> Exercise
Look below for the line that has "<point>348,272</point>". Set down the lines from there through the line that has "<point>421,164</point>", exactly as written.

> Material provided
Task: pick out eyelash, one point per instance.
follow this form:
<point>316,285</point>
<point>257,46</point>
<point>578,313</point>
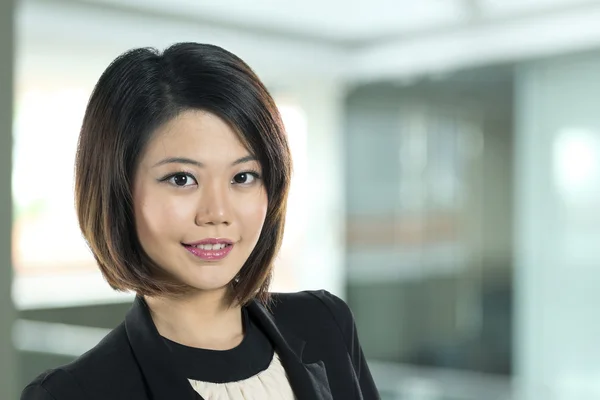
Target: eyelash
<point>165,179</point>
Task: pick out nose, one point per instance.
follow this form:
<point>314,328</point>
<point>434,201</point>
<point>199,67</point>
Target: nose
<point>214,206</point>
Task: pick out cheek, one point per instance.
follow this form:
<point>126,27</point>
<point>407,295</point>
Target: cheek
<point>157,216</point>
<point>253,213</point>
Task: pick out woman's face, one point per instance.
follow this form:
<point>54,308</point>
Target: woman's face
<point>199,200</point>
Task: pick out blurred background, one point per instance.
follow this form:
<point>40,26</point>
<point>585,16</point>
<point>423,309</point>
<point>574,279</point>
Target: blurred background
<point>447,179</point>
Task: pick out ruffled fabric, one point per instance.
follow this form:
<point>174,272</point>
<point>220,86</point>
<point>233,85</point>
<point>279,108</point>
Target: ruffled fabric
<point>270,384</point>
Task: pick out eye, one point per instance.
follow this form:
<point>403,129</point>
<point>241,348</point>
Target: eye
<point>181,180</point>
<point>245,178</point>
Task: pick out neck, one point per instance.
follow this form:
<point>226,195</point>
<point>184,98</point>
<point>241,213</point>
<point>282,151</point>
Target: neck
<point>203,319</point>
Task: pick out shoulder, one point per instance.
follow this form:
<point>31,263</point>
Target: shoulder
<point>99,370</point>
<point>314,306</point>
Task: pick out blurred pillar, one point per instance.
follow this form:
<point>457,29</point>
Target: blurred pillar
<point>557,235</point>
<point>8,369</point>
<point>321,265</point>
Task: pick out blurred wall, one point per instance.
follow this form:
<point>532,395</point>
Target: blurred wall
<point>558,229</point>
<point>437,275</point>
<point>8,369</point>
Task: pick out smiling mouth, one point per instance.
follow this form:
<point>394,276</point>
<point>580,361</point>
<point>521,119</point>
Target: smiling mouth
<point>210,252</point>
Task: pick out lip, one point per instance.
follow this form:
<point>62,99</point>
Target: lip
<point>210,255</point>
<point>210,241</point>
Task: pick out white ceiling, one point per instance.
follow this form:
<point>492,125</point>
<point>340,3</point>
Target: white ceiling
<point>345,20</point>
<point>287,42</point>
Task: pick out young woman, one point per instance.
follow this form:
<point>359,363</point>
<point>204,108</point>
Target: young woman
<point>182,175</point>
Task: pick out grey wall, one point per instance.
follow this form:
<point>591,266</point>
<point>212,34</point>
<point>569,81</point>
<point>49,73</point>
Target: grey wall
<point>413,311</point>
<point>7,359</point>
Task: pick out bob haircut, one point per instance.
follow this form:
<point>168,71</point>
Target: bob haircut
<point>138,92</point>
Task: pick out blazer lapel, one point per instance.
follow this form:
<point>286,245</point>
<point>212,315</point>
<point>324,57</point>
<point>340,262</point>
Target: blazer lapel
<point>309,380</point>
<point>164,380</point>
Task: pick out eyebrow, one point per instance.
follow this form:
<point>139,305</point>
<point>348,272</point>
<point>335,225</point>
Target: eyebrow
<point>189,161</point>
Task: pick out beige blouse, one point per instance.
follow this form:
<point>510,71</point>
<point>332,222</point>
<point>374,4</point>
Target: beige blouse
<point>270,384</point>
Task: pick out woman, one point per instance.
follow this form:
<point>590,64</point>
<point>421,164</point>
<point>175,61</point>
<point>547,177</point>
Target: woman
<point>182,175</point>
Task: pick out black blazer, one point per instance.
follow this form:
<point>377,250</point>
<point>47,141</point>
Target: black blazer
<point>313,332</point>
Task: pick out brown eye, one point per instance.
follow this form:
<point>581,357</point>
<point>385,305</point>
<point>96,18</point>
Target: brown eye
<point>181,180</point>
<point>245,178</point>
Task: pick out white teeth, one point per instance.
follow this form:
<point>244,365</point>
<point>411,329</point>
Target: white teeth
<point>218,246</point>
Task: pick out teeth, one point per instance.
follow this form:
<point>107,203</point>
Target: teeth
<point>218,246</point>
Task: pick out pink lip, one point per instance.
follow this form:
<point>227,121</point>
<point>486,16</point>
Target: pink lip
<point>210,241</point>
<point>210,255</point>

> Result below
<point>348,272</point>
<point>335,225</point>
Target: eyebrow
<point>189,161</point>
Task: pick out beige blouse, one point per instance.
follow this form:
<point>510,71</point>
<point>332,222</point>
<point>374,4</point>
Target: beige blouse
<point>270,384</point>
Task: pick out woman, one point per instance.
follow this form:
<point>590,64</point>
<point>421,164</point>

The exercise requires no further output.